▶ [Task data]
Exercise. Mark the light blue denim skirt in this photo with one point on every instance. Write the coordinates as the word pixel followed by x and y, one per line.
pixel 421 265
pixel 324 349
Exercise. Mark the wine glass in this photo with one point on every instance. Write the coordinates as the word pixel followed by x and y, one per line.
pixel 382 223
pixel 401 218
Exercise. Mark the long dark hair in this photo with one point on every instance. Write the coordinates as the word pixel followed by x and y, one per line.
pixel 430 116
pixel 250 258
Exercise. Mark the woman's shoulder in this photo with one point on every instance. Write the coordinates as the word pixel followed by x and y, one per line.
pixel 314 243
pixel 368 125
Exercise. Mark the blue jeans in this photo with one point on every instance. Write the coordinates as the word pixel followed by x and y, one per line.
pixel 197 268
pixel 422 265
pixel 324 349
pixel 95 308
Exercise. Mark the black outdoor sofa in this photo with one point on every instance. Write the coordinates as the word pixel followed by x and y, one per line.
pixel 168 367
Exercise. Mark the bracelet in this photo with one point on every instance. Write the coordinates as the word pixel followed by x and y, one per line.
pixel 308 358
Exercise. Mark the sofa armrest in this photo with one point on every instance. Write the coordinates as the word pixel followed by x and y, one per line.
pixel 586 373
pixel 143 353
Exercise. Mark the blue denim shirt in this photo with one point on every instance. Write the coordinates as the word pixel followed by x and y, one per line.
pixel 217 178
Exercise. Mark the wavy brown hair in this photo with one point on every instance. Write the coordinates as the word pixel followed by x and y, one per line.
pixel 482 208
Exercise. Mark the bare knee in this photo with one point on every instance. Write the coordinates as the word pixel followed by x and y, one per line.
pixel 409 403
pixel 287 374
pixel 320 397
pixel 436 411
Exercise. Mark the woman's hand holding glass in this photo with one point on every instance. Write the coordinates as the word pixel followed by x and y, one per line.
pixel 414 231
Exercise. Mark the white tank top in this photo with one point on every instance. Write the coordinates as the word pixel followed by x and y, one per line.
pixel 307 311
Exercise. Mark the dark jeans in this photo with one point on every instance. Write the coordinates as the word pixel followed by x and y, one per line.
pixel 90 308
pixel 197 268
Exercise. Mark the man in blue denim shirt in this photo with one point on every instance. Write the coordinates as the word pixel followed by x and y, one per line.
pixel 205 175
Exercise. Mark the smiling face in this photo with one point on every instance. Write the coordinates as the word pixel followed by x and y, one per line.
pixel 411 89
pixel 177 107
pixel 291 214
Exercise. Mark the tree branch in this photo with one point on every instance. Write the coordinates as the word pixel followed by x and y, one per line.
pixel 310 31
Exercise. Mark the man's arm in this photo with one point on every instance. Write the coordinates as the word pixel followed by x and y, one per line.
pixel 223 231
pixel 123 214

▶ [Your assignment] Once you have read the records above, please copy them out exactly.

▶ [Exercise response]
Exercise. Mark the light blue denim skirt in this photo with one point on every instance. Write the coordinates as the word pixel followed by x and y, one per line.
pixel 421 265
pixel 324 349
Exercise. Mark the wine glass in this photo with one point on every instance. Write the coordinates as the word pixel followed by x and y, one per line.
pixel 382 223
pixel 401 218
Exercise. Mark the long dark hair in this photo with one point on every instance. Write the coordinates as the word pixel followed by x and y, one per line.
pixel 430 116
pixel 250 258
Exercise. Mark the woman's shoulder in this photo with one point on every instance. Write the coordinates as the word pixel followed by x and y, one per line.
pixel 314 243
pixel 368 125
Exercise. Mark the blue jeans in this photo with one point on every instance. Write the coordinates as the word pixel followed by x and y, one per line.
pixel 197 268
pixel 422 265
pixel 324 349
pixel 95 308
Exercise. Mark the black outdoor sofa in this photo with one point on every instance. Write the coordinates as the word pixel followed by x and y, one per line.
pixel 168 367
Exercise. Mark the bracelet in this photo with one point on every instance. Write the coordinates as the word pixel followed by x and y, one per line.
pixel 308 358
Exercise. Mark the sofa armrest in this photo with one point on every instance. Write the coordinates as the word pixel followed by x and y, one per line.
pixel 586 373
pixel 143 353
Exercise. Mark the blue denim shirt in this photo with one point on every instance. Write the coordinates as the word pixel followed by x and y, one per line.
pixel 217 178
Exercise. Mark the wavy brown hair in this photo with one point on every instance. Write the coordinates as the word pixel followed by x and y, one per line.
pixel 482 208
Exercise. Mark the bare knee in this photo with one point on every instance. Write the coordinates as the word pixel followed by x and y, one per line.
pixel 409 403
pixel 287 374
pixel 320 397
pixel 436 411
Exercise. Mark the woman's hand holding glass in this photo with one point on every instance. Write the coordinates as the word pixel followed by x and y, one per line.
pixel 414 231
Exercise. Mark the white tank top in this photo with one point on every instance. Write the coordinates as the word pixel followed by x and y, one per line.
pixel 307 311
Exercise. Mark the dark jeans in this photo with one point on every instance. Write the coordinates as the word pixel followed by x and y, one per line.
pixel 90 308
pixel 197 268
Exercise. Mark the man in blue denim shirt in this photo with one point on every instance. Write the coordinates as the word pixel followed by x and y, one per line.
pixel 205 175
Exercise. Mark the smiling face in this photo with one point on every instance. Write the coordinates as the word pixel followed by x and y, one per line.
pixel 411 89
pixel 177 107
pixel 291 214
Exercise. Mark the tree branch in this photo with one point on every instance. Write the coordinates as the word pixel followed by x and y, one per line.
pixel 310 31
Exercise. Mark the man's arm in this photo with one point on every instance. Write the coordinates as the word pixel followed by x and y, one per line.
pixel 223 231
pixel 123 214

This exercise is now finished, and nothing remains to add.